◆ PROBLEM DESCRIPTION: Return a copy of every line in the records that includes the word "yellow".

◆ DATASET RECORDS:
::::

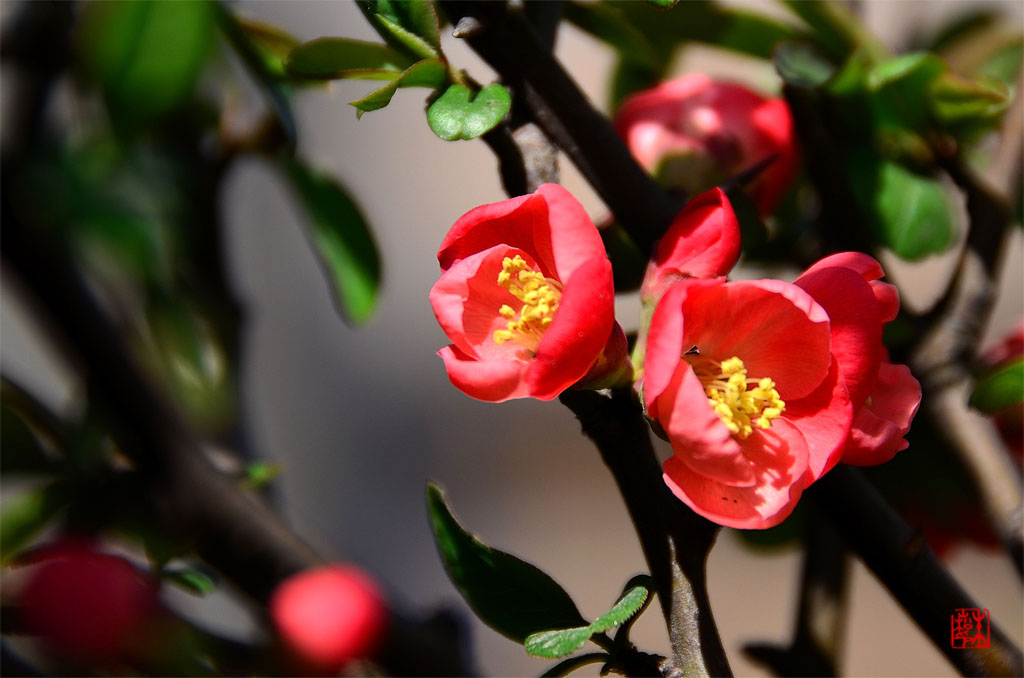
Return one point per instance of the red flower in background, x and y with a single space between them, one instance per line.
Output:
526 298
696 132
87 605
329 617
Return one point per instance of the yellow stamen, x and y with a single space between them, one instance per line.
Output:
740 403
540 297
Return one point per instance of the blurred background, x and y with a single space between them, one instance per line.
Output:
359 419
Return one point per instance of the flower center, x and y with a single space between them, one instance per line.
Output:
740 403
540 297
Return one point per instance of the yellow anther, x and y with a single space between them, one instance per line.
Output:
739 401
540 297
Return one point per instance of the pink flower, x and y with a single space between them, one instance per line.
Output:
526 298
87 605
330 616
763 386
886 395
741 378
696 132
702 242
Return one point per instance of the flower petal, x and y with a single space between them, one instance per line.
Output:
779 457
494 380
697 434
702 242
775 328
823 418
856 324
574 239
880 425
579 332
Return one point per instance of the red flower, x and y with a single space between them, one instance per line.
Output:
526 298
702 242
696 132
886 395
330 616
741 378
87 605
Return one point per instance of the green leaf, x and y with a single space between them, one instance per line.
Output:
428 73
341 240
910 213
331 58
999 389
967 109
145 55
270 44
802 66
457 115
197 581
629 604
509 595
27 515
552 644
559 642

::::

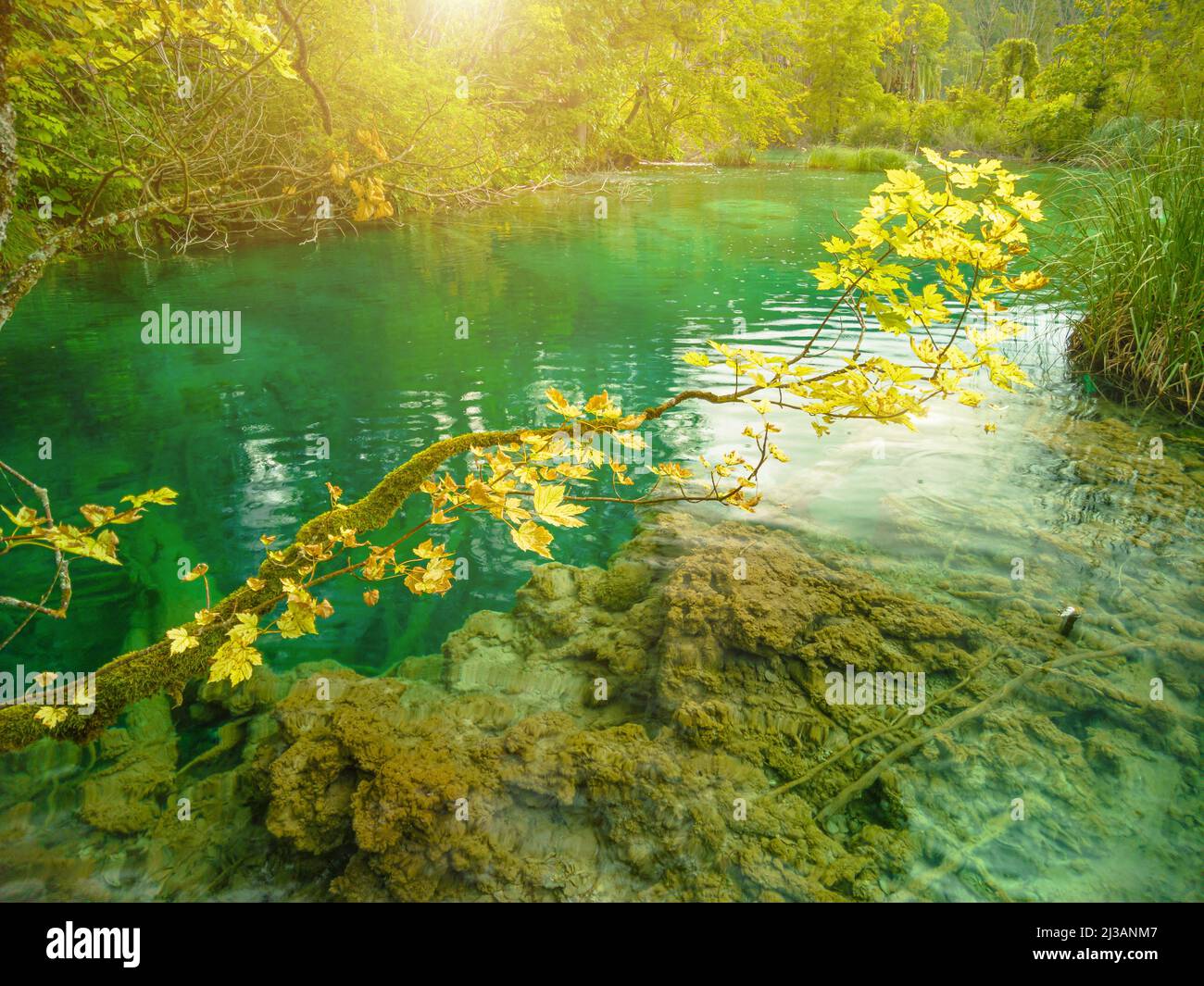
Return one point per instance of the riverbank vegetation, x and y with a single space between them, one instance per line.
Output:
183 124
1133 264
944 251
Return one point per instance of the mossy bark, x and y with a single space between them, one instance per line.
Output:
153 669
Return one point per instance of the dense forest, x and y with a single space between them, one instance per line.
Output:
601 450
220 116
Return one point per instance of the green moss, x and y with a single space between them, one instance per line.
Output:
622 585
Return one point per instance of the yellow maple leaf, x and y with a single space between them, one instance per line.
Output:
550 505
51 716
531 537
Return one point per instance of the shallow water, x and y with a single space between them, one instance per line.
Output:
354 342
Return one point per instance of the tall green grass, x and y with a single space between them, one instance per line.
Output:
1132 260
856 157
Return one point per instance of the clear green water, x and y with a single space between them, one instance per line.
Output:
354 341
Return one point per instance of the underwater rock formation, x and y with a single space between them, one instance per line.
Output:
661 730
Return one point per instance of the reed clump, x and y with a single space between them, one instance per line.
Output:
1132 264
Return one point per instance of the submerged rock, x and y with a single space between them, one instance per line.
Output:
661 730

::::

◆ WRITTEN RESPONSE:
Return one point per instance of the yellow stamen, x and y with a single space between them, one instance per line.
Return one point per instance of the yellow anther, x and y with a single space between them, one instance per line.
Return one point per instance of the yellow maple leaf, x and y with a single space between them, one instance per line.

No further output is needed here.